[TEXT]:
========

# Drum sounds!!



## Mattayus (Sep 15, 2007)

I've been using FL Studio for a few years now, it's served me well but always sounds a bit stiff and plastic.
I just want something that i can record guitar over for a wee demo. Any suggestions would be great. I know there are some amazingly realistic sounding drum programs out there but they're like $300!! I just want some samples, preferably free ones. Ideas?

This one looks and sounds pretty slick: Beta Monkey Music's Double Bass Mania II | Extreme Metal Drum Loops | Double Bass Drum Loops for Metal, Hard Rock, and More


----------



## Mattayus (Sep 16, 2007)

Anyone tried ToonTracks' Drumkit From Hell? it's fuckin expensive but sounds so amazing


----------



## Cyanide_Anima (Sep 16, 2007)

i think almost everyone here has DFH or some other version of it. DFH, DFH 2, DFHS, EZXDFH. yeah, it sounds badass. get the ezdrummer, its sounds good and doesn't cost too much.


----------



## twooos (Sep 16, 2007)

_Download link mod deleted. Two day nap administered for posting to illegal downloads._


----------



## Cyanide_Anima (Sep 16, 2007)

arrrrr! a pirate eye seeee hrrrr.


----------



## theunforgiven246 (Sep 16, 2007)

You can get free samples here but its just raw wav files unless you can get a copy of battery or some sort of sampler. I use it and I like it alot (mainly cause its free).


----------



## F1Filter (Sep 17, 2007)

If you're looking for double bass metal/blastbeat loops. There's a good collection recorded by Jeremy Spencer (5 Finger Deathpunch) for 30 USD. It's got about 800 grooves and fills at various tempos. 

Drums From Hell


----------



## Matt Crooks (Sep 17, 2007)

Go to Andy Sneap's forum, there are a ton of free samples available there. He is on ultimatemetal.com.


----------



## Mattayus (Sep 17, 2007)

Matt Crooks said:


> Go to Andy Sneap's forum, there are a ton of free samples available there. He is on ultimatemetal.com.



What's the exact link to pinpoint where i download them from? I can't find it 



theunforgiven246 said:


> You can get free samples here but its just raw wav files unless you can get a copy of battery or some sort of sampler. I use it and I like it alot (mainly cause its free).



I downloaded the .sf2 file but it won't open with anything, how the fuck do i use it? fruity loops won't recognise it and Logic is being a fuckin prick today


----------



## Matt Crooks (Sep 17, 2007)

Mattayus said:


> What's the exact link to pinpoint where i download them from? I can't find it



There's an ftp full of stuff, drum samples, plug in presets, sound samples, etc:

The Andy Sneap Forum FTP! - Ultimate Metal Forum


----------



## Mattayus (Sep 17, 2007)

Has anyone tried acoustica beatcraft? just downloaded a demo of it, it's fuckin brilliant!!


----------



## Groff (Sep 17, 2007)

Mattayus said:


> Has anyone tried acoustica beatcraft? just downloaded a demo of it, it's fuckin brilliant!!



It's, in my opinion, the easiest drum program to use. The sounds aren't the best for sounding "real" (unless you buy some good samples to use) but the techno stuff works pretty well, i've used it several times on techno songs i've made.


----------



## Mattayus (Sep 17, 2007)

Dude u're joking, i opened up the EQ, tweaked the kick and snare and they sound so fuckin real it's awesome, kicks the shit out of my plastic fruity loops drums


----------

========

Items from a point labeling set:
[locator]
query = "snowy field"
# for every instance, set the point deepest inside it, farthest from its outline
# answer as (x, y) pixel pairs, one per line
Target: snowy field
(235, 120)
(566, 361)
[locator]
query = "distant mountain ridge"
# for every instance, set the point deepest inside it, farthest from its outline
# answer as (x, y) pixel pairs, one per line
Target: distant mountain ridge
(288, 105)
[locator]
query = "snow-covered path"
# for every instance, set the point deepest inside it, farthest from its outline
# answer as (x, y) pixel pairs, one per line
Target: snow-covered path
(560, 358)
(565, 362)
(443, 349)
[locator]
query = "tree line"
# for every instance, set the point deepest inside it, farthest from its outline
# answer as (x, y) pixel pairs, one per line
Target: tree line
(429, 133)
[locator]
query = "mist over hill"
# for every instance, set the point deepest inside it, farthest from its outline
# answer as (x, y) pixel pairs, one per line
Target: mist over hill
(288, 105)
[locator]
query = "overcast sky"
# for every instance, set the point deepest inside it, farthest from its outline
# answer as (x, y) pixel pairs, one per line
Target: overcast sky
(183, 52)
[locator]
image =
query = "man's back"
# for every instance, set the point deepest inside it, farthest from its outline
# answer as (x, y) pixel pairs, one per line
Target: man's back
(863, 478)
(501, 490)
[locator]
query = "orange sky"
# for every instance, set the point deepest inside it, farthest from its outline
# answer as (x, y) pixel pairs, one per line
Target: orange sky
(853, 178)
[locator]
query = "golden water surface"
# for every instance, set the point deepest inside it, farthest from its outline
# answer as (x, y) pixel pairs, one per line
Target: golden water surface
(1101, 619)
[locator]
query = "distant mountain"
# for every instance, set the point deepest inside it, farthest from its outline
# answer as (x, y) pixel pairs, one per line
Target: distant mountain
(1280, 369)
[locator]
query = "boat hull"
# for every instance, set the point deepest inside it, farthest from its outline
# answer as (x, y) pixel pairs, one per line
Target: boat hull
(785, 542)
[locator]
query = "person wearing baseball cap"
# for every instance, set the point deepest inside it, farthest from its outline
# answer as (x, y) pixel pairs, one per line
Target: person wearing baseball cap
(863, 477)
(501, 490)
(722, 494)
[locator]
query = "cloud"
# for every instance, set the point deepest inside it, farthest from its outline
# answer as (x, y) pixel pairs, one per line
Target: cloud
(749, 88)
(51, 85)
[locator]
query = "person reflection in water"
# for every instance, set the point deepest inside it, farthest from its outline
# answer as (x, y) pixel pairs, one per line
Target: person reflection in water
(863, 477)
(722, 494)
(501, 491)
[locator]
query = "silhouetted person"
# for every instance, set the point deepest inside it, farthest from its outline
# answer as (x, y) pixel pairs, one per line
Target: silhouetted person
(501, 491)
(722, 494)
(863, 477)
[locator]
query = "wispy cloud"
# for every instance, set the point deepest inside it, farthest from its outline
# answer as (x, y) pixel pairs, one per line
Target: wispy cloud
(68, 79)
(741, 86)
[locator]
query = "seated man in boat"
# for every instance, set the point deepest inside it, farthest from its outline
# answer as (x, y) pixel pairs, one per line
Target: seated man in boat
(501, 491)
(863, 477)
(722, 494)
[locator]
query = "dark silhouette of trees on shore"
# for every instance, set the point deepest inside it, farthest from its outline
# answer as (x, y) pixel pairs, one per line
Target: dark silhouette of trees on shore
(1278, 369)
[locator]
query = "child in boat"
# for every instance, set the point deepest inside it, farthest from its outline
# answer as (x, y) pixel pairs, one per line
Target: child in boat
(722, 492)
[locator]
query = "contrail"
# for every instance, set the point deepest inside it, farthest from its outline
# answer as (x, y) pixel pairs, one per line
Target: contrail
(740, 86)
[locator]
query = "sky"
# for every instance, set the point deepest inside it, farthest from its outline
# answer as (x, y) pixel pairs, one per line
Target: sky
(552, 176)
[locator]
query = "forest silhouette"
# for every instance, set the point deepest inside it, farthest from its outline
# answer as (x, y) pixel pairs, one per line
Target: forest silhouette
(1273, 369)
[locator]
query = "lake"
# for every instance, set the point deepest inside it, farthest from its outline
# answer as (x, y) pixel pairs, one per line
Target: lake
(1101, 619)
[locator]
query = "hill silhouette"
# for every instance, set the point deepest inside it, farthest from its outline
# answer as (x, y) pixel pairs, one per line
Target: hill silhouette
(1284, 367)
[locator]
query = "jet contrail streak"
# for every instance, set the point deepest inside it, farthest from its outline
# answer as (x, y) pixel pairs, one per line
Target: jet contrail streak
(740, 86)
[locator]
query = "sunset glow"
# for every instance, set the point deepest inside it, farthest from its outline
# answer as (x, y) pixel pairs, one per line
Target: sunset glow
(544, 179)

========

[THE REQUEST]: Write out the passage of the drum sounds thread that begins at "I've been using" and ends at "Mattayus (Sep 16, 2007)", keeping every word and punctuation mark unchanged.

[ANSWER BELOW]:
I've been using FL Studio for a few years now, it's served me well but always sounds a bit stiff and plastic.
I just want something that i can record guitar over for a wee demo. Any suggestions would be great. I know there are some amazingly realistic sounding drum programs out there but they're like $300!! I just want some samples, preferably free ones. Ideas?

This one looks and sounds pretty slick: Beta Monkey Music's Double Bass Mania II | Extreme Metal Drum Loops | Double Bass Drum Loops for Metal, Hard Rock, and More


----------



## Mattayus (Sep 16, 2007)